> [Problem]:
Look through the lines below; wherever the word "opening" appears, copy that line.
(Stored data)
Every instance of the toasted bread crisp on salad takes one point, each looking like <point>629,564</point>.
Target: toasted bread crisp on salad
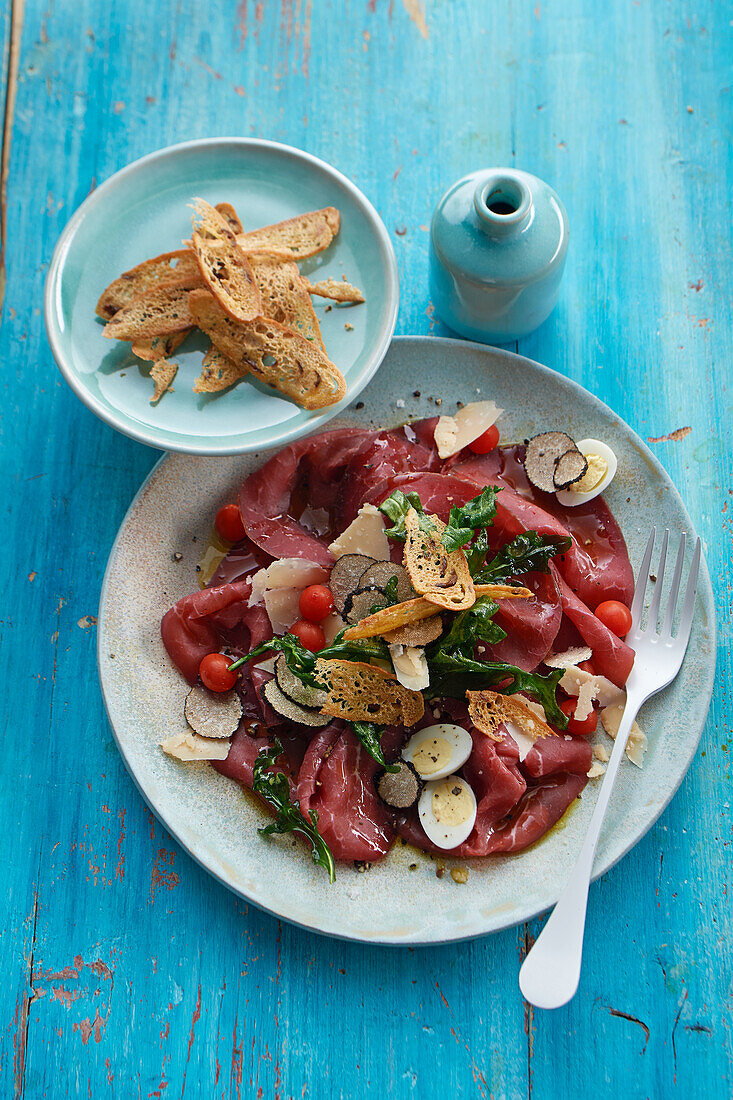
<point>254,281</point>
<point>361,692</point>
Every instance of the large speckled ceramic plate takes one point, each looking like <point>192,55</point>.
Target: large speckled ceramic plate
<point>144,210</point>
<point>208,813</point>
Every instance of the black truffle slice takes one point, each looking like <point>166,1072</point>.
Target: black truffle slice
<point>570,468</point>
<point>400,789</point>
<point>284,705</point>
<point>212,714</point>
<point>359,604</point>
<point>381,573</point>
<point>542,457</point>
<point>291,685</point>
<point>345,576</point>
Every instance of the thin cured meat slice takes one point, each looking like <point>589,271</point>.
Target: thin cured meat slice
<point>531,625</point>
<point>551,755</point>
<point>264,503</point>
<point>612,657</point>
<point>189,628</point>
<point>336,780</point>
<point>540,807</point>
<point>242,755</point>
<point>438,492</point>
<point>390,454</point>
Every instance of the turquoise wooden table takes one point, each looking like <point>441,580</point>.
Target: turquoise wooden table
<point>126,970</point>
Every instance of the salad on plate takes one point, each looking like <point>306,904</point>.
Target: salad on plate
<point>412,633</point>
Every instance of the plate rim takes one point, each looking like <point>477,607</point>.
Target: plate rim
<point>531,911</point>
<point>121,421</point>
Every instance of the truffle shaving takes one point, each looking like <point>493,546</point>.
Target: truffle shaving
<point>542,457</point>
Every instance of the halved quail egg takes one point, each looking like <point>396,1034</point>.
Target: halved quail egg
<point>447,810</point>
<point>602,465</point>
<point>438,750</point>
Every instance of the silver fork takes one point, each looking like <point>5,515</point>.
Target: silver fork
<point>551,970</point>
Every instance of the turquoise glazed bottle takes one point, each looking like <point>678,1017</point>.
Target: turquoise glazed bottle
<point>498,245</point>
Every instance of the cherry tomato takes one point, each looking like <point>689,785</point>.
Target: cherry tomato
<point>310,635</point>
<point>229,523</point>
<point>214,671</point>
<point>316,603</point>
<point>485,442</point>
<point>615,616</point>
<point>575,725</point>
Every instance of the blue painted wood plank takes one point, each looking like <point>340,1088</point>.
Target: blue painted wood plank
<point>128,971</point>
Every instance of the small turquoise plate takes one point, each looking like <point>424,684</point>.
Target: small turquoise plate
<point>143,210</point>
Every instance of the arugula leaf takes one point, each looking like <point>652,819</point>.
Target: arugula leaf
<point>526,553</point>
<point>471,626</point>
<point>463,520</point>
<point>302,661</point>
<point>396,507</point>
<point>371,738</point>
<point>273,787</point>
<point>476,552</point>
<point>453,673</point>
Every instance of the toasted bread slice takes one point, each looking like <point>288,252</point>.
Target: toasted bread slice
<point>156,312</point>
<point>218,373</point>
<point>230,216</point>
<point>296,238</point>
<point>273,353</point>
<point>489,708</point>
<point>382,624</point>
<point>285,296</point>
<point>361,692</point>
<point>157,348</point>
<point>225,267</point>
<point>178,267</point>
<point>337,292</point>
<point>162,373</point>
<point>442,578</point>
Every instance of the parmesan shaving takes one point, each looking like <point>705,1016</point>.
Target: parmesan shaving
<point>455,432</point>
<point>364,536</point>
<point>188,746</point>
<point>411,667</point>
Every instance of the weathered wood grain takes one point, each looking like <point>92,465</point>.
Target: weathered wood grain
<point>127,970</point>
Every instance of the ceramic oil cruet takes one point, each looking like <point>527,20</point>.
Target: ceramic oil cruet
<point>498,245</point>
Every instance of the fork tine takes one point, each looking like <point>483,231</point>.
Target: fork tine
<point>688,606</point>
<point>658,584</point>
<point>642,580</point>
<point>674,592</point>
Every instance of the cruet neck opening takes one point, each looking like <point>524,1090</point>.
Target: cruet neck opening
(End Stored data)
> [Exercise result]:
Every instance of the cruet neck opening takes one point, each looking like <point>524,1090</point>.
Target: cruet neck opening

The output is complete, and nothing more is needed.